-- start of Document passage --
- Directed by: Mario Monicelli
- Written by: Agenore Incrocci Furio Scarpelli Mario Monicelli
- Produced by: Mario Cecchi Gori
- Starring: Vittorio Gassman; Adolfo Celi; Sandro Dori; Beba Lončar; Gigi Proietti; Gianrico Tedeschi; Lino Toffolo; Paolo Villaggio; Stefania Sandrelli;
- Music by: Carlo Rustichelli
- Distributed by: Titanus Film
- Release date: 1970;
- Running time: 116 minutes
- Country: Italy
- Language: Italian

= Brancaleone at the Crusades =

1970 film

Brancaleone at the Crusades (Brancaleone alle Crociate) is an Italian comedy film directed by Mario Monicelli and released in 1970, the sequel to L'armata Brancaleone.

==Plot==
The film starts where L'armata Brancaleone has ended. Brancaleone da Norcia leads the mad monk Zenone and his ragtag army of underdogs to the Holy Land. However, they meet another band of Christian warriors who accuse Brancaleone's band of heresy and attack. Temporarily incapacitated, Brancaleone struggles to join the battle, only to find Zenone and most of the others slaughtered. Despairing over having failed his comrades, Brancaleone asks for the Grim Reaper to cleanse him of his shame. The Reaper actually responds, but gives him the chance to redeem his honor by saving an infant of royal blood before his demise.

Brancaleone thwarts the assassin, Thorz, rescues the baby and resolves to bring him to his father, Bohemond of Taranto, who is fighting in the Crusades. As in the first film, in his quest he goes through a series of grotesque episodes, each a hilarious parody of Middle Ages stereotypes. These include the saving of a young witch, Tiburzia, from the stake, the annexion of a leper to the band, and a meeting with Gregory VII, in which Brancaleone has to solve the dispute between the pope and the antipope Clement III.
-- end of Document passage --
Given request 1: Reproduce the listing below from its first line through the line that contains "[0,402,800,598]", inclusive, offsetting every bounding-box coordinate in the answers by -122 while copying all other lines unchanged. Leave the pictures out of your output.
-- start of Record extracts --
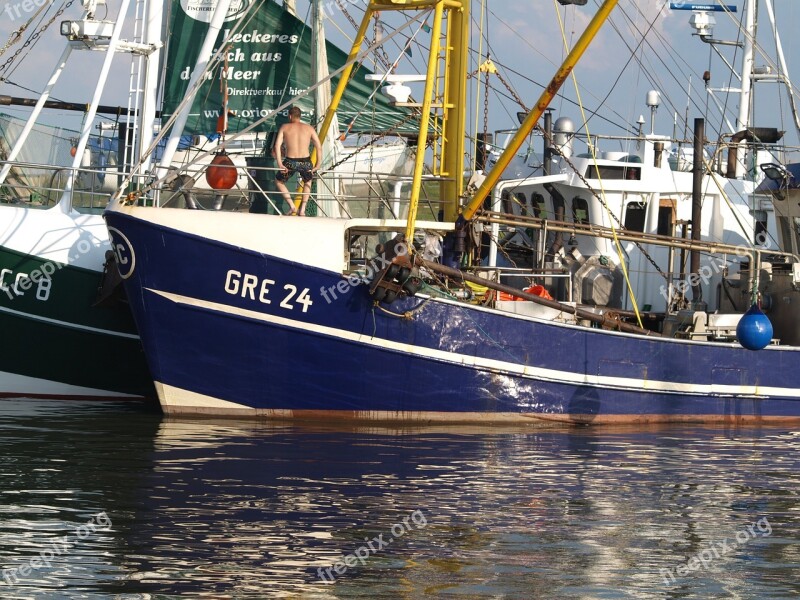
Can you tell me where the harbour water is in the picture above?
[0,400,800,599]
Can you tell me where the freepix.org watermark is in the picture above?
[3,0,50,21]
[319,242,408,304]
[658,517,772,584]
[3,512,112,585]
[659,233,772,302]
[0,240,94,302]
[317,509,428,583]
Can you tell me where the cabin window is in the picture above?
[516,192,528,217]
[656,204,675,235]
[572,196,589,225]
[750,210,769,246]
[531,192,547,219]
[625,202,647,232]
[500,191,514,215]
[792,217,800,253]
[584,165,642,180]
[778,217,794,252]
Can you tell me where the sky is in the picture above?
[0,0,800,155]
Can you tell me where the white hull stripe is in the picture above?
[150,288,800,398]
[0,371,138,398]
[0,306,139,340]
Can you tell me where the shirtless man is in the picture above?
[274,106,322,217]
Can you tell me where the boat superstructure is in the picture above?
[106,0,800,425]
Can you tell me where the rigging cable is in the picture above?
[553,0,644,329]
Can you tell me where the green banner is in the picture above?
[162,0,418,135]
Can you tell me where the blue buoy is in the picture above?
[736,304,772,350]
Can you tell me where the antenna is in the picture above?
[645,90,661,135]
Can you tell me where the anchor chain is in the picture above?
[0,0,74,75]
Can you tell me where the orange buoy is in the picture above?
[520,285,553,300]
[206,152,239,190]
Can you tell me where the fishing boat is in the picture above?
[0,3,155,400]
[105,0,800,425]
[0,0,406,399]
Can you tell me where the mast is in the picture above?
[736,0,756,131]
[311,0,340,217]
[461,0,618,221]
[320,0,471,243]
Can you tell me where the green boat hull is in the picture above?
[0,246,155,399]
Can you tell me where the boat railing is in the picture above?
[474,266,574,302]
[0,161,121,212]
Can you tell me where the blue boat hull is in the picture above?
[106,209,800,424]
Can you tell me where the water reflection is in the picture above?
[0,402,800,598]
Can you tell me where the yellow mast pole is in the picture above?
-- end of Record extracts --
Given request 2: Write the next part of the article on the film Brancaleone at the Crusades, picking up from where it stops.

Expected output 1:
Can you tell me where the harbour water is in the picture above?
[-122,278,678,477]
Can you tell me where the freepix.org watermark is in the picture above?
[-119,-122,-72,-101]
[197,120,286,182]
[536,395,650,462]
[-119,390,-10,463]
[537,111,650,180]
[-122,118,-28,180]
[195,387,306,461]
Can you tell me where the cabin window is in the picture above?
[394,70,406,95]
[534,82,553,113]
[450,74,467,103]
[628,88,647,124]
[409,70,425,97]
[503,80,525,110]
[378,69,392,93]
[670,95,678,131]
[462,43,520,58]
[656,95,672,130]
Can you tell me where the sky is in the picture above?
[-122,-122,678,33]
Can you tell me where the white hull stripe is in the picture above?
[28,166,678,276]
[-122,249,16,276]
[-122,184,17,218]
Can you tell me where the shirtless man is in the picture above?
[152,-16,200,95]
Can you tell me where the boat superstructure is in the picture above?
[-16,-122,678,303]
Can you tell me where the rigging cable is in the picture above?
[431,-122,522,207]
Can you tell me where the green banner is in the picture above?
[40,-122,296,13]
Can you tell me where the blue buoy is in the picture above?
[614,182,650,228]
Can you tell me where the antenna is in the picture above?
[523,-32,539,13]
Can you tell me where the anchor chain is in the picture above?
[-122,-122,-48,-47]
Can you tell me where the orange buoy is in the picture above?
[398,163,431,178]
[84,30,117,68]
Can you tell me where the fishing boat is in the picture above?
[-122,-119,33,278]
[-17,-122,678,303]
[-122,-122,284,277]
Can you tell me where the mast is in the picture above?
[614,-122,634,9]
[189,-122,218,95]
[339,-122,496,99]
[198,-122,349,121]
Can you tell me where the green boat hull is in the picture above?
[-122,124,33,277]
Can you tell me where the boat railing is in the picture above?
[352,144,452,180]
[-122,39,-1,90]
Can you tell me where the blue boat hull is in the picture above?
[-16,87,678,302]
Can you tell me where the water reflection is in the picture above?
[-122,280,678,476]

Expected output 2:
On reaching Palestine, Brancaleone delivers the child to Bohemod, but it is missing a birthmark confirming its lineage. Tiburzia admits that she truly is a witch and used magic to remove the mark. Bohemod calls for her execution, but upon Brancaleone's defense he banishes her instead. Brancaleone obtains the title of baron and is chosen as a champion in a tournament to solve the dispute between the Christians and the Saracens in the siege of Jerusalem. The award for the winner is the former leper, who is in fact revealed to be a beautiful princess, Berta, who adopted the disguise to travel to the Holy Land in relative safety. After having nearly defeated all the Moor warriors, Brancaleone is, however, foiled by a spell cast on him by Tiburzia, who, having fallen in love with him, could not stand seeing him married with the princess.

Furious at his humiliation, Brancaleone chases Tiburzia through the desert, and again Death comes to claim his prize. Brancaleone asks to be allowed to die in "knightly" fashion, in a duel with the Reaper himself, and Death agrees. After a fierce exchange of blows, Brancaleone is about to be cleft by Death's scythe but is saved by Tiburzia, who gives her life for the man she loves. Brancaleone and Tiburzia declare their love for each other just before she dies, and as Brancaleone later wanders the desert, she rejoins him in the form of a raven.

==Themes==
Themes include the contemporary issues of the Vietnam War, Western military intervention, the Israeli-Palestinian conflict, Italy's Years of Lead, and capricious authority.

==Cast==
- Vittorio Gassman – Brancaleone da Norcia
- Adolfo Celi – Re Boemondo
- Stefania Sandrelli – Tiburzia da Pellocce
- Beba Lončar – Berta d'Avignone
- Gigi Proietti – Death, Pattume, Colombino
- Lino Toffolo – Panigotto
- Paolo Villaggio – Thorz
- Gianrico Tedeschi – Pantaleo
- Sandro Dori – Rozzone
- Shel Shapiro – Zenone (credited as Norman David Shapiro)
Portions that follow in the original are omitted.